━━━ Given information ━━━

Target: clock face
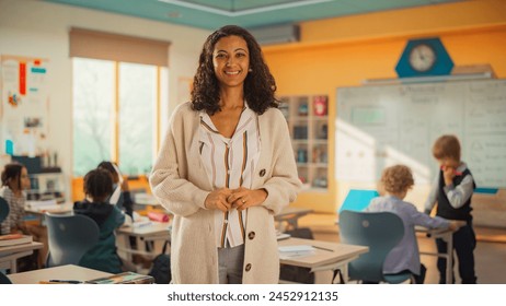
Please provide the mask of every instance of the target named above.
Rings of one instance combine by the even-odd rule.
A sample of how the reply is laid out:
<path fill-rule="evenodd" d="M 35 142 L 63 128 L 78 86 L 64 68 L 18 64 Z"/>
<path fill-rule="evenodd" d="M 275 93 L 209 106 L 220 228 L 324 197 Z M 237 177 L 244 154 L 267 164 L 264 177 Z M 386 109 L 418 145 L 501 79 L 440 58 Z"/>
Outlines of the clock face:
<path fill-rule="evenodd" d="M 429 45 L 419 44 L 411 49 L 409 60 L 414 70 L 425 72 L 436 62 L 436 51 Z"/>

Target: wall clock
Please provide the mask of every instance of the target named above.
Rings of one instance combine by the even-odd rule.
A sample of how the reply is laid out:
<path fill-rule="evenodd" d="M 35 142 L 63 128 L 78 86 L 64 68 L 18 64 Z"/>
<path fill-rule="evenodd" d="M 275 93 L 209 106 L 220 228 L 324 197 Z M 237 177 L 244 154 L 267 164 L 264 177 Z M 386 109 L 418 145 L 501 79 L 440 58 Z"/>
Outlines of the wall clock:
<path fill-rule="evenodd" d="M 395 67 L 399 78 L 447 75 L 453 61 L 439 38 L 407 42 Z"/>

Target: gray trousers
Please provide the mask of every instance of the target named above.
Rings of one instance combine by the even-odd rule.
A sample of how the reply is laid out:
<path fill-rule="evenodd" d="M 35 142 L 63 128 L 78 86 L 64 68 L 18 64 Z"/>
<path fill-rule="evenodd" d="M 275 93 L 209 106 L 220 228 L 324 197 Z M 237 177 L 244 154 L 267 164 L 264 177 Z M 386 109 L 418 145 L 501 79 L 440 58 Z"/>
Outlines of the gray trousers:
<path fill-rule="evenodd" d="M 218 248 L 218 272 L 220 284 L 242 284 L 244 245 Z"/>

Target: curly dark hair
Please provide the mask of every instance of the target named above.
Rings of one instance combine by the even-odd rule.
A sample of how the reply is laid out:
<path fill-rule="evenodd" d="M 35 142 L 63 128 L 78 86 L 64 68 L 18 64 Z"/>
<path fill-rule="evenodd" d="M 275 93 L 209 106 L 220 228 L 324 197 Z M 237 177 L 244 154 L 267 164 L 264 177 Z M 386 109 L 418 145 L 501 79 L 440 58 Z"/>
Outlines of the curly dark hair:
<path fill-rule="evenodd" d="M 209 115 L 221 110 L 219 101 L 219 82 L 212 66 L 212 52 L 219 39 L 228 36 L 242 37 L 250 52 L 250 68 L 244 80 L 244 98 L 248 106 L 256 114 L 262 115 L 267 108 L 277 108 L 279 102 L 275 98 L 276 81 L 264 61 L 262 49 L 256 39 L 246 30 L 237 25 L 226 25 L 209 37 L 204 43 L 198 69 L 195 73 L 192 90 L 192 108 L 194 110 L 206 110 Z"/>
<path fill-rule="evenodd" d="M 407 166 L 395 165 L 383 169 L 381 184 L 388 192 L 399 193 L 411 189 L 415 181 Z"/>
<path fill-rule="evenodd" d="M 9 186 L 11 180 L 15 180 L 15 184 L 18 185 L 18 188 L 21 189 L 21 170 L 25 166 L 21 163 L 13 162 L 10 164 L 7 164 L 3 167 L 3 172 L 1 175 L 2 178 L 2 186 Z"/>
<path fill-rule="evenodd" d="M 93 169 L 84 176 L 83 189 L 94 202 L 102 202 L 113 192 L 113 176 L 106 169 Z"/>

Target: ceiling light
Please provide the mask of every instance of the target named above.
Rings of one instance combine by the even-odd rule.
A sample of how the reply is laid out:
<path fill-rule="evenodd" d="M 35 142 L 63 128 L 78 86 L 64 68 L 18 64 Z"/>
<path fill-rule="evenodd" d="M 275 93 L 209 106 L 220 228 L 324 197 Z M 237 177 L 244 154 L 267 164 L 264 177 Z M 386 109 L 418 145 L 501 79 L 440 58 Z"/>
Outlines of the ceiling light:
<path fill-rule="evenodd" d="M 197 3 L 185 2 L 182 0 L 158 0 L 158 1 L 174 4 L 174 5 L 180 5 L 180 7 L 184 7 L 188 9 L 199 10 L 199 11 L 204 11 L 208 13 L 226 15 L 229 17 L 237 17 L 237 16 L 243 16 L 243 15 L 262 13 L 262 12 L 271 12 L 271 11 L 281 10 L 281 9 L 291 9 L 291 8 L 298 8 L 298 7 L 303 7 L 303 5 L 331 2 L 334 0 L 301 0 L 301 1 L 296 1 L 296 2 L 288 2 L 288 3 L 258 7 L 258 8 L 253 8 L 253 9 L 245 9 L 245 10 L 235 11 L 235 12 L 230 11 L 230 10 L 210 8 L 210 7 L 206 7 L 206 5 L 197 4 Z"/>

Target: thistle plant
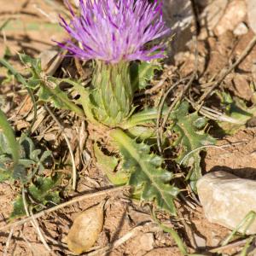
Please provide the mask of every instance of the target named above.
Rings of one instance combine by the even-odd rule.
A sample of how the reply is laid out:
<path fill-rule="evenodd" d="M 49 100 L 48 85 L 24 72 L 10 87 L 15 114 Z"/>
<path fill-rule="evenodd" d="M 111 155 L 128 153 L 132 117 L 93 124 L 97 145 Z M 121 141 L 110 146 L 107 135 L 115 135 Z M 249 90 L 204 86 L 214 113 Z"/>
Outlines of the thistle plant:
<path fill-rule="evenodd" d="M 68 4 L 68 3 L 67 3 Z M 165 44 L 152 41 L 166 35 L 161 3 L 154 0 L 80 0 L 79 14 L 61 25 L 73 38 L 58 44 L 72 55 L 95 61 L 90 100 L 96 119 L 116 126 L 132 113 L 136 88 L 130 77 L 132 61 L 165 56 Z M 74 42 L 74 40 L 76 42 Z"/>

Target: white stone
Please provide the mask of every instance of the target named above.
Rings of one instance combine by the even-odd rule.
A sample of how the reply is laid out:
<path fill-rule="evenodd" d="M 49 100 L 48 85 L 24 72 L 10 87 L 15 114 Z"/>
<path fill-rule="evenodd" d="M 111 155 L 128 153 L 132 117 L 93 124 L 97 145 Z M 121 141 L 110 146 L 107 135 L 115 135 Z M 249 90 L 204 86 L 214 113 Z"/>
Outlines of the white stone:
<path fill-rule="evenodd" d="M 256 1 L 247 0 L 247 5 L 249 26 L 253 32 L 256 33 Z"/>
<path fill-rule="evenodd" d="M 244 22 L 241 22 L 237 25 L 237 26 L 233 31 L 234 35 L 236 36 L 242 36 L 248 32 L 248 28 Z"/>
<path fill-rule="evenodd" d="M 239 23 L 244 20 L 246 15 L 247 4 L 243 0 L 231 1 L 226 8 L 224 15 L 215 27 L 215 33 L 219 36 L 228 30 L 233 31 Z"/>
<path fill-rule="evenodd" d="M 212 1 L 201 15 L 201 25 L 207 26 L 208 30 L 213 30 L 224 15 L 228 3 L 228 0 Z"/>
<path fill-rule="evenodd" d="M 212 223 L 233 230 L 250 211 L 256 212 L 256 181 L 219 171 L 203 176 L 196 186 L 206 218 Z M 256 221 L 247 230 L 248 235 L 255 233 Z"/>

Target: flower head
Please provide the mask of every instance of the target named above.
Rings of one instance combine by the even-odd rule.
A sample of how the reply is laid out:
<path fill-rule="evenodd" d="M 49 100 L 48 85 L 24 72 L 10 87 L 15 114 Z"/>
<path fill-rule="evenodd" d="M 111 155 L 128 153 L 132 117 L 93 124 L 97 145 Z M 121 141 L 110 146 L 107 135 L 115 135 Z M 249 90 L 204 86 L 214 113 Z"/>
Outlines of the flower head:
<path fill-rule="evenodd" d="M 169 32 L 161 3 L 154 1 L 80 0 L 79 15 L 69 7 L 70 23 L 61 17 L 61 25 L 79 45 L 72 40 L 58 44 L 79 58 L 109 63 L 164 57 L 163 44 L 145 47 Z"/>

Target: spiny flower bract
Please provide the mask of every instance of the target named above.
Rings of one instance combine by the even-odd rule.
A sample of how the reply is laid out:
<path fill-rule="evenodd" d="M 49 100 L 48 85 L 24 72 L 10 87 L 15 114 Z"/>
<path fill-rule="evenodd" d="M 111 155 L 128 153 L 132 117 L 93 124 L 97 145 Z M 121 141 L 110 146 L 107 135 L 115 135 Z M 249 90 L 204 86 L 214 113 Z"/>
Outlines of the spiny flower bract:
<path fill-rule="evenodd" d="M 80 0 L 79 15 L 69 6 L 69 24 L 61 16 L 61 25 L 79 44 L 58 44 L 80 59 L 108 63 L 164 57 L 165 45 L 145 47 L 169 32 L 161 7 L 158 0 Z"/>

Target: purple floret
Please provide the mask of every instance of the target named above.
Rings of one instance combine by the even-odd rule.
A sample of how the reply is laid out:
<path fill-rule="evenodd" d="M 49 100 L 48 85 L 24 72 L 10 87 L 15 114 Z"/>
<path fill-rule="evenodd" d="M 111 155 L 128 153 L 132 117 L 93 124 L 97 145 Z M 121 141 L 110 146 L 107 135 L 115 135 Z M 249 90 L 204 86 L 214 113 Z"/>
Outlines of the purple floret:
<path fill-rule="evenodd" d="M 163 44 L 145 48 L 169 33 L 161 7 L 158 0 L 80 0 L 79 15 L 69 7 L 69 24 L 61 16 L 61 26 L 79 44 L 58 44 L 80 59 L 108 63 L 165 57 Z"/>

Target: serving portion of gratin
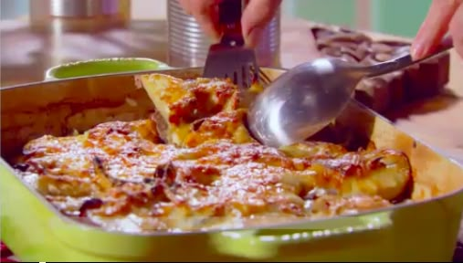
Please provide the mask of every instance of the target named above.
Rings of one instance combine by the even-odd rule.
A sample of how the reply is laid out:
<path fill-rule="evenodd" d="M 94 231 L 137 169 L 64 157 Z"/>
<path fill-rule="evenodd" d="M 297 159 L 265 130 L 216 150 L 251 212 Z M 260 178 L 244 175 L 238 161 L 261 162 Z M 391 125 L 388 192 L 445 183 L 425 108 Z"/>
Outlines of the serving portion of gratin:
<path fill-rule="evenodd" d="M 65 215 L 128 232 L 235 228 L 386 207 L 412 180 L 393 149 L 259 144 L 227 79 L 139 80 L 156 108 L 146 120 L 44 135 L 17 158 L 24 181 Z"/>

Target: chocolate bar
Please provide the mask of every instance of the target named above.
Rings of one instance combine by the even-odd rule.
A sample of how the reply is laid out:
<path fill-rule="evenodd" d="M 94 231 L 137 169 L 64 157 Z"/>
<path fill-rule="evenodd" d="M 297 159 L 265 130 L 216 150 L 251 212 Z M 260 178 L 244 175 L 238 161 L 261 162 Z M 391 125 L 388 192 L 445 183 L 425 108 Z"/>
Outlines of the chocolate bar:
<path fill-rule="evenodd" d="M 317 48 L 327 57 L 349 63 L 374 65 L 408 52 L 410 43 L 375 41 L 361 32 L 342 27 L 314 26 Z M 384 113 L 393 106 L 437 94 L 448 82 L 448 53 L 420 62 L 404 70 L 365 79 L 356 88 L 355 99 Z"/>

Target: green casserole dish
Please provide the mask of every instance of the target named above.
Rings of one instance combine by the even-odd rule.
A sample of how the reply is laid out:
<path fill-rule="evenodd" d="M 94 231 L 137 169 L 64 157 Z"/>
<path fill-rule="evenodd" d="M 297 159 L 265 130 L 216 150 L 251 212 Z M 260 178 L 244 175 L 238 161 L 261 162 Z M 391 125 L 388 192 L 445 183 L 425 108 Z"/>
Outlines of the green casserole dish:
<path fill-rule="evenodd" d="M 283 69 L 263 68 L 271 79 Z M 3 88 L 2 240 L 23 261 L 450 261 L 463 208 L 463 168 L 353 100 L 337 120 L 378 147 L 404 151 L 415 202 L 326 220 L 184 234 L 110 232 L 65 217 L 7 163 L 27 141 L 143 118 L 153 109 L 137 74 L 180 78 L 202 68 L 79 77 Z M 132 101 L 132 102 L 130 102 Z M 136 101 L 136 103 L 132 103 Z"/>

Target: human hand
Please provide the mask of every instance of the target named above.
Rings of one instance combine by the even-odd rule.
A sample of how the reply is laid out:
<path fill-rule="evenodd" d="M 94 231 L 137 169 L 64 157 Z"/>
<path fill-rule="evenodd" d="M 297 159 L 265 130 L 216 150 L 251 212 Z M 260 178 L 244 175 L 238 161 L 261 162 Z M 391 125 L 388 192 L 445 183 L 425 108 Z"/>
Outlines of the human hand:
<path fill-rule="evenodd" d="M 463 0 L 433 0 L 412 44 L 412 57 L 419 59 L 435 50 L 447 33 L 463 58 Z"/>
<path fill-rule="evenodd" d="M 179 0 L 184 10 L 195 16 L 203 30 L 215 40 L 222 32 L 218 26 L 218 4 L 221 0 Z M 240 1 L 240 0 L 236 0 Z M 245 43 L 256 47 L 263 30 L 271 20 L 281 0 L 249 0 L 241 16 Z"/>

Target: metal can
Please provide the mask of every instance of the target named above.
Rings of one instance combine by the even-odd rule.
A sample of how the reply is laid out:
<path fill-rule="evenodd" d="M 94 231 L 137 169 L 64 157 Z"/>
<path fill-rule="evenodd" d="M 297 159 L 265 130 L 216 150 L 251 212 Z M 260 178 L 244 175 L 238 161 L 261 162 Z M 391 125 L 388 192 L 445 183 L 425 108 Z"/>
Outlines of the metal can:
<path fill-rule="evenodd" d="M 168 64 L 173 67 L 203 67 L 212 43 L 193 16 L 184 13 L 177 0 L 167 1 Z M 279 67 L 280 10 L 268 23 L 256 47 L 258 63 Z"/>

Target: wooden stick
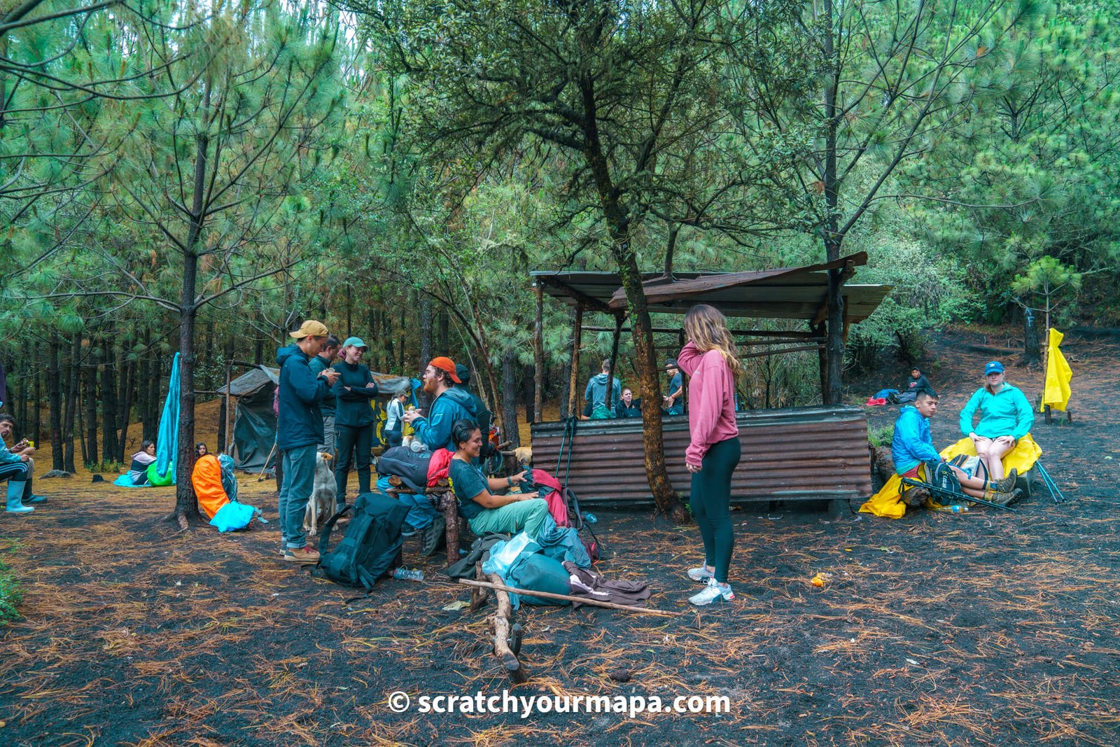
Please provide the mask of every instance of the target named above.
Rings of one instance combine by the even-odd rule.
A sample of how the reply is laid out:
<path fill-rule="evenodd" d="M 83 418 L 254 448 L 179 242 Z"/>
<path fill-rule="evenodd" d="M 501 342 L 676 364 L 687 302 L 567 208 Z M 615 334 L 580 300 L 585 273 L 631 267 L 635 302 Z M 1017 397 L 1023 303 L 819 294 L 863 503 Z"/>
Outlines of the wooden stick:
<path fill-rule="evenodd" d="M 482 586 L 487 589 L 495 589 L 497 591 L 506 591 L 510 594 L 521 594 L 526 597 L 541 597 L 542 599 L 563 599 L 567 601 L 576 601 L 581 605 L 591 605 L 592 607 L 606 607 L 607 609 L 623 609 L 628 613 L 640 613 L 642 615 L 663 615 L 665 617 L 680 617 L 681 613 L 674 613 L 669 609 L 651 609 L 648 607 L 632 607 L 629 605 L 618 605 L 613 601 L 601 601 L 599 599 L 588 599 L 587 597 L 572 597 L 566 594 L 552 594 L 551 591 L 531 591 L 529 589 L 515 589 L 512 586 L 505 586 L 504 583 L 486 581 L 472 581 L 468 578 L 460 578 L 459 583 L 466 583 L 467 586 Z"/>
<path fill-rule="evenodd" d="M 491 573 L 487 578 L 493 581 L 500 580 L 494 573 Z M 461 580 L 466 581 L 468 579 Z M 514 684 L 524 684 L 529 681 L 529 674 L 525 672 L 525 667 L 521 665 L 517 655 L 510 648 L 510 617 L 513 616 L 513 605 L 510 603 L 510 595 L 496 589 L 501 583 L 487 585 L 485 581 L 475 581 L 475 583 L 495 587 L 494 596 L 497 597 L 497 611 L 491 617 L 494 624 L 494 655 L 505 666 L 505 671 Z"/>

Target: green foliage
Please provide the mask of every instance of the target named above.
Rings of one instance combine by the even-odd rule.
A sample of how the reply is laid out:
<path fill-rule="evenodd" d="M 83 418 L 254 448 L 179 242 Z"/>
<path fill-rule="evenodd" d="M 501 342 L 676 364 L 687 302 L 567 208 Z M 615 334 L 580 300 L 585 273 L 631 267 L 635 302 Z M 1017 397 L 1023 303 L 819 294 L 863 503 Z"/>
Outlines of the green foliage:
<path fill-rule="evenodd" d="M 874 447 L 889 447 L 895 438 L 895 427 L 884 426 L 867 431 L 867 442 Z"/>
<path fill-rule="evenodd" d="M 6 552 L 13 552 L 16 545 L 10 545 Z M 24 589 L 16 573 L 0 559 L 0 625 L 19 619 L 19 605 L 24 600 Z"/>

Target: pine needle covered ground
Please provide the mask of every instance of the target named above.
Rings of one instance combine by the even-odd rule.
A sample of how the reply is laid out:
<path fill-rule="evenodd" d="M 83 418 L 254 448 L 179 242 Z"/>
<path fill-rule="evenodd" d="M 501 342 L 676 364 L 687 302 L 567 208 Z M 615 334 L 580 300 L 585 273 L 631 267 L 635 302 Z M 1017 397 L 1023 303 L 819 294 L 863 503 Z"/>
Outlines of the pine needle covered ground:
<path fill-rule="evenodd" d="M 939 346 L 939 445 L 990 356 L 963 342 Z M 394 713 L 393 691 L 416 704 L 510 688 L 489 653 L 492 608 L 442 609 L 468 594 L 440 580 L 441 554 L 420 564 L 410 541 L 428 580 L 383 581 L 347 606 L 351 591 L 280 560 L 276 522 L 174 534 L 159 523 L 169 488 L 43 480 L 48 504 L 0 515 L 0 557 L 24 590 L 24 618 L 2 632 L 0 741 L 1116 745 L 1120 346 L 1065 349 L 1075 421 L 1034 430 L 1064 505 L 1043 492 L 1018 514 L 894 522 L 747 506 L 732 513 L 738 600 L 699 613 L 681 578 L 700 560 L 694 527 L 596 512 L 603 572 L 647 579 L 651 606 L 685 614 L 523 607 L 531 681 L 514 694 L 726 695 L 721 715 Z M 1033 396 L 1040 375 L 1009 380 Z M 241 482 L 274 519 L 273 484 Z"/>

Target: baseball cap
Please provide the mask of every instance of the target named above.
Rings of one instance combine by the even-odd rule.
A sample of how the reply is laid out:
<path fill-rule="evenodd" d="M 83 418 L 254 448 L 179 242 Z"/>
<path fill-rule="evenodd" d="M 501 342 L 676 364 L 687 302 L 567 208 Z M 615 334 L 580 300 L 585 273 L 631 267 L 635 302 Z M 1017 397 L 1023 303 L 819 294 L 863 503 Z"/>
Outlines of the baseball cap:
<path fill-rule="evenodd" d="M 305 337 L 326 337 L 327 327 L 321 321 L 316 321 L 315 319 L 308 319 L 299 326 L 293 333 L 289 333 L 296 339 L 304 339 Z"/>
<path fill-rule="evenodd" d="M 441 355 L 438 358 L 432 358 L 431 363 L 429 363 L 428 365 L 439 368 L 440 371 L 447 372 L 447 374 L 451 376 L 451 381 L 454 381 L 456 384 L 463 383 L 463 380 L 459 379 L 458 372 L 456 372 L 455 370 L 455 361 L 447 357 L 446 355 Z"/>
<path fill-rule="evenodd" d="M 990 373 L 1004 373 L 1004 364 L 999 361 L 991 361 L 983 367 L 983 375 L 987 376 Z"/>

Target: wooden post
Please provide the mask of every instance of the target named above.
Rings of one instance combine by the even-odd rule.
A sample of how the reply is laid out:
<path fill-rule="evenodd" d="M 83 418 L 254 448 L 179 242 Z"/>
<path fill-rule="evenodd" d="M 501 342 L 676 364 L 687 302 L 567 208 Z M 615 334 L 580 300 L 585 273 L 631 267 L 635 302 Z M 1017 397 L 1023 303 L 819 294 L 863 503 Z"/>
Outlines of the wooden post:
<path fill-rule="evenodd" d="M 810 325 L 813 330 L 813 335 L 827 335 L 825 324 L 822 321 L 819 325 Z M 821 367 L 821 403 L 824 404 L 829 400 L 829 351 L 828 345 L 821 347 L 816 354 L 818 363 Z"/>
<path fill-rule="evenodd" d="M 225 362 L 225 443 L 220 443 L 218 448 L 225 454 L 230 454 L 233 445 L 233 428 L 230 426 L 230 382 L 233 380 L 233 362 Z"/>
<path fill-rule="evenodd" d="M 544 420 L 544 287 L 533 283 L 536 291 L 536 319 L 533 323 L 533 417 L 532 422 Z"/>
<path fill-rule="evenodd" d="M 568 387 L 568 417 L 576 418 L 576 402 L 579 401 L 579 345 L 584 337 L 584 305 L 576 306 L 576 324 L 572 327 L 571 338 L 571 373 L 569 374 Z"/>

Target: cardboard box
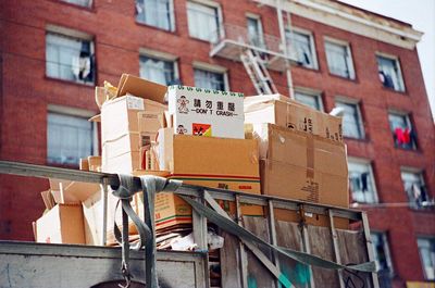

━━━

What you should do
Starting with the line with "Target: metal can" and going on through the line with "168 64 L 173", write out those lines again, swapping "metal can" for "tin can" and leaving everything else unchanged.

Exercise response
Target: tin can
Please provide the mask of every instance of the target named above.
Rings of one instance combine by the even-odd rule.
A sample of how the reply is laid out:
<path fill-rule="evenodd" d="M 94 231 L 137 169 L 64 157 Z"/>
<path fill-rule="evenodd" d="M 297 159 L 265 130 L 216 150 L 251 212 Z M 260 178 L 244 175 L 238 161 L 261 162 Z M 391 125 L 388 192 L 445 183 L 425 108 Z"/>
Outlines of the tin can:
<path fill-rule="evenodd" d="M 168 64 L 173 67 L 203 67 L 212 43 L 193 16 L 184 13 L 177 0 L 167 1 Z M 279 67 L 280 10 L 268 23 L 256 47 L 258 63 Z"/>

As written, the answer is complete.